**WORK REQUIRED**
Please return the records below exactly as they stand.

[Source data]
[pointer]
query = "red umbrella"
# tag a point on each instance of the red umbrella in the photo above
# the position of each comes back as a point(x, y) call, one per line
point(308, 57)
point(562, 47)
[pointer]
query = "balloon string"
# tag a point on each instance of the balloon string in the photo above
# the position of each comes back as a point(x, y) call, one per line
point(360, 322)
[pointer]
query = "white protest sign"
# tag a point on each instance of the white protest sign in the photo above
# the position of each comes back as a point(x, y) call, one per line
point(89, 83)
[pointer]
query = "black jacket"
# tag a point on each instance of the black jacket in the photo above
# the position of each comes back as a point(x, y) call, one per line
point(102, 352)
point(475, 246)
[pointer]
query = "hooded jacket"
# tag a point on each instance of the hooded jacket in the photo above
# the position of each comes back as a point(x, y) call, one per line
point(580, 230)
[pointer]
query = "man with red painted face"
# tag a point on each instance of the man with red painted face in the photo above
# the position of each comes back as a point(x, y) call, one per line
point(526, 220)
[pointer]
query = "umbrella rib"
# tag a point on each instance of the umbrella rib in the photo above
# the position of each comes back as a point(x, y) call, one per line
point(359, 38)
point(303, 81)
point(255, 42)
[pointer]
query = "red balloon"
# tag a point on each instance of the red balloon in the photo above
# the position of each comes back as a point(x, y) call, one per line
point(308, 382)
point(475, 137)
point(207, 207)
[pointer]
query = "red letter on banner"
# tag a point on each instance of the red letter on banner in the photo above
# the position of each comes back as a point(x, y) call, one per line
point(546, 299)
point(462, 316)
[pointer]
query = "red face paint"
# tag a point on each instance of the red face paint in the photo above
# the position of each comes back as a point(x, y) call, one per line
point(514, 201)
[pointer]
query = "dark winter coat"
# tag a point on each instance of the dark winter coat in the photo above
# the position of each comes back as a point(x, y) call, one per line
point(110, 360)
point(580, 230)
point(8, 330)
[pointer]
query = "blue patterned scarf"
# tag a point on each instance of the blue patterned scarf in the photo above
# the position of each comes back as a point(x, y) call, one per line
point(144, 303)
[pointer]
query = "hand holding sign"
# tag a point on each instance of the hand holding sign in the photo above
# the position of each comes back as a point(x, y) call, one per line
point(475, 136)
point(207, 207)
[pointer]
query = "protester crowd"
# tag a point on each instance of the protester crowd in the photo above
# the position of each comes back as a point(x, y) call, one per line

**RESPONSE TO THE EXERCISE**
[pointer]
query = "red umbrella"
# tag a point on each instance of the red umbrella in the photo above
# the position of each comes back as a point(x, y) call, one per line
point(308, 57)
point(562, 47)
[pointer]
query = "balloon string"
# tag a point on each instance of the balloon string in the photo above
# the position of each comes back as a point(x, y) call, one per line
point(360, 322)
[pointer]
query = "white protest sign"
# tag a point on each instance of the white protest sign in the photo above
# the position of each comes back as a point(x, y) call, one per line
point(89, 83)
[pointer]
query = "black jacket"
# tag a point on each instance of the black jacket in the photo above
# the position of each comes back as a point(x, y) call, one per line
point(102, 352)
point(475, 246)
[pointer]
query = "hooded jacket"
# tag a point on each instance of the hooded jacket in the photo above
# the position of each comes back as a point(x, y) call, one per line
point(580, 230)
[pointer]
query = "man with red painted face"
# tag a point on each instance of the man with red painted face in the photo above
# the position of each comes back as a point(x, y) call, one per line
point(526, 220)
[pointer]
query = "umbrella rib"
# tag a point on each instance of the umbrella rib in the photo above
# the position of each comes back as a point(x, y) call, one per line
point(359, 38)
point(303, 81)
point(255, 42)
[pointer]
query = "red balloon"
# tag a point on each instance of the red balloon in the photo above
# the position of each comes back as a point(x, y) call, one per line
point(308, 382)
point(475, 137)
point(207, 207)
[pointer]
query = "red letter on banner"
# tag a point on each instance of the red letter on banner in the photo above
# the position of each comes back as a point(x, y) call, one per line
point(546, 299)
point(462, 316)
[pointer]
query = "red face paint"
# tag a point on each instance of the red face paint in the photo above
# the position of each comes back as a point(x, y) call, one per line
point(514, 201)
[pointer]
query = "dark winter coat"
# tag a point on each instance of the dark winter coat in the photo above
# the position of each comes back as a point(x, y) call, one per line
point(110, 360)
point(580, 230)
point(8, 330)
[pointer]
query = "blue patterned scarf"
# tag a point on each instance of the blue patterned scarf in the photo above
# the position of each comes back as a point(x, y) call, one per line
point(144, 303)
[pointer]
query = "hand holding sign"
# tag a point on each instance of the hand holding sign in the photo above
# the position of each comes back as a point(x, y) call, one per line
point(475, 136)
point(207, 207)
[pointer]
query = "protester crowd"
# tag a point on each instance of the protester crowd in the photo above
# the position of each comes back as a point(x, y) call, one per line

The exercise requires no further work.